THE PROBLEM - Transcribe each line of the items below word for word, leaving the pictures out of your copy.

>> begin AVAILABLE RECORDS

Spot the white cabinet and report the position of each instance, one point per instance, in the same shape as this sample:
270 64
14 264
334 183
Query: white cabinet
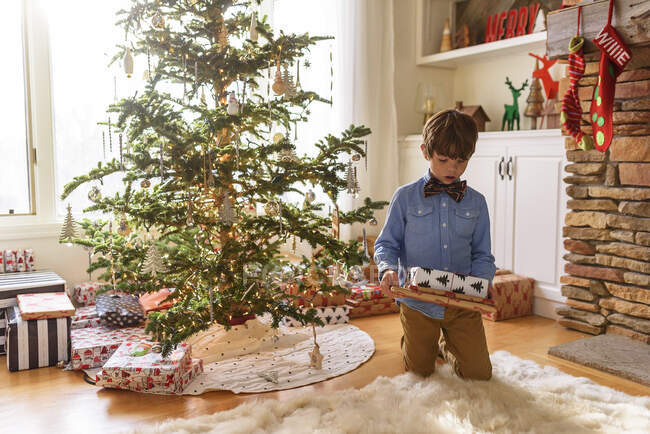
520 174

>> end AVAILABLE RECORDS

ANSWER -
Spot the white cabinet and report the position of each instance, one point per instance, in the same shape as this sample:
270 64
14 264
334 183
Query: white cabinet
520 174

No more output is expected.